=== Exercise instructions ===
Convert the listing below into a JSON list of strings, one string per line, omitting blank lines. Leave the pictures out of the answer.
-- Start of Material provided --
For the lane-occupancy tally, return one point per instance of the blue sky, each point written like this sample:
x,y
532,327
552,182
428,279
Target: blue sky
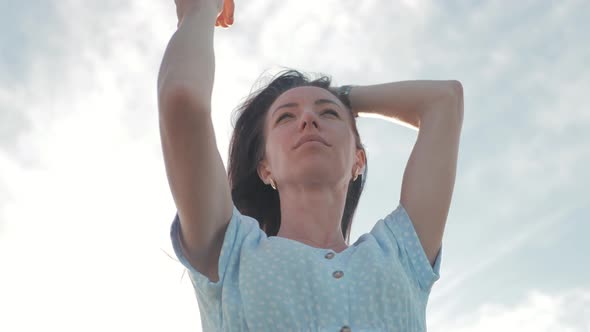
x,y
85,205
-- End of Material provided --
=== Worked answer ===
[
  "For the lane-occupancy tally, return one point per instance of the blue sky, each point written like this sample:",
  "x,y",
  "532,327",
  "552,182",
  "428,279",
  "Target: blue sky",
  "x,y",
  "85,205"
]